Texto de lectura:
--------------------------------
Pero hay un problema: que esto no ha funcionado así casi nunca. La diferencia entre “conservadores” y “progresistas” no está, en muchos casos, nada clara. Y ningún papa ha nombrado jamás tan solo a los que teóricamente podrían ser considerados “de los suyos”. Los criterios para decidir quién obtendrá la birreta roja, símbolo de todo cardenal, son mucho más complicados que la simple afinidad personal.
Conservadores y progresistas
Todo esto era mucho más sencillo, al menos en teoría, hasta 1958. La Iglesia de entonces era ante todo monolítica: una, santa, católica y apostólica. Y romana. Tradicionalista. Seguía las normas y sobre todo los usos del Concilio de Trento, cerrado en 1563; eso no se discutía. Pero a la muerte de Pío XII eran ya numerosos los católicos que deseaban cambios; el Vaticano parecía seguir anclado en el siglo XIX mientras que el mundo evolucionaba a una velocidad que entonces parecía de vértigo. Tras el fallecimiento del papa Pacelli, aristócrata y romano, había dos candidatos claros: el ultraconservador Giuseppe Siri, arzobispo de Génova, y el liberal Giacomo Lercaro, de Bolonia. Aunque en realidad, el “papable” más deseado por la cristiandad era el arzobispo de Milán, Gianbattista Montini; pero Pío XII, que le veía demasiado progresista (le llamaban “el obispo de los obreros”), se negó a hacerle cardenal, con lo cual, en la práctica quedaba fuera de la lista de candidatos verosímiles.
--------------------------------
Tareas propuestas:
(1) Según el texto sobre los cardenales, ¿qué objeto es el símbolo de todo cardenal?
(2) Reproduzca el fragmento del texto sobre los cardenales comenzando en "Pero hay un" y terminando en "simple afinidad personal.", pero cambie "birreta roja" por "birreta cardenalicia".
(3) Prosiga el texto sobre los cardenales a partir de su última frase.
El material que aparece a continuación es independiente del texto sobre los cardenales.

Bloque de datos:
--------------------------------
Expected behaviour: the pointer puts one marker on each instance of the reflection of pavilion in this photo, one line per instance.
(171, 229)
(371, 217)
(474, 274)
--------------------------------
Resultados esperados:
(1) La birreta roja.

(2)
Pero hay un problema: que esto no ha funcionado así casi nunca. La diferencia entre “conservadores” y “progresistas” no está, en muchos casos, nada clara. Y ningún papa ha nombrado jamás tan solo a los que teóricamente podrían ser considerados “de los suyos”. Los criterios para decidir quién obtendrá la birreta cardenalicia, símbolo de todo cardenal, son mucho más complicados que la simple afinidad personal.

(3)
Siri era el favorito de los partidarios de que todo siguiese igual, pero había un problema: su edad. Tenía solo 52 años. Eso impidió su elección, pero los votantes de Lercaro eran numerosos y bloqueaban la consecución de la preceptiva mayoría de dos tercios. Ahí intervino el cardenal Alfredo Ottaviani, uno de los más conspicuos conservadores, quien “negoció” la elección de un tercer candidato; había de ser un hombre muy mayor, sin significación especial, sin carisma ni liderazgo, que viviese pocos años, crease unos cuantos cardenales, no cometiese locuras y dejase las cosas más o menos como estaban. Es decir, un papa “de transición” hasta que el cardenal Siri cumpliese unos pocos años más, porque por Roma circulaba la broma de que lo que la Iglesia necesitaba era un “santo padre, no un padre eterno”.
El elegido fue Angelo Roncalli, un anciano “campesino” bergamasco que solo parecía destacar por su sobrepeso y su buen humor. Nadie podía imaginar entonces que este Juan XXIII convocaría nada menos que un concilio ecuménico y lo pondría todo patas arriba. Lo primero que hizo el “papa bueno”, cuya popularidad y prestigio fueron pronto inmensos en todo el planeta, fue nombrar cardenal a Montini.
La diferencia entre “conservadores” y “progresistas” no está, en muchos casos, nada clara. Y ningún papa ha nombrado jamás tan solo a los que teóricamente podrían ser considerados “de los suyos”
Juan XXIII murió solo cinco años después, en junio de 1963, a mitad del concilio, y el siguiente cónclave fue muy fácil: las “quinielas” acertaron desde el principio, porque Montini fue elegido sin mayores contratiempos con el nombre de Pablo VI. Un papa que tenía rasgos progresistas (la mayoría) pero también conservadores. El retrógrado Siri apenas tuvo opciones. Fue candidato tres veces. Nunca fue elegido papa.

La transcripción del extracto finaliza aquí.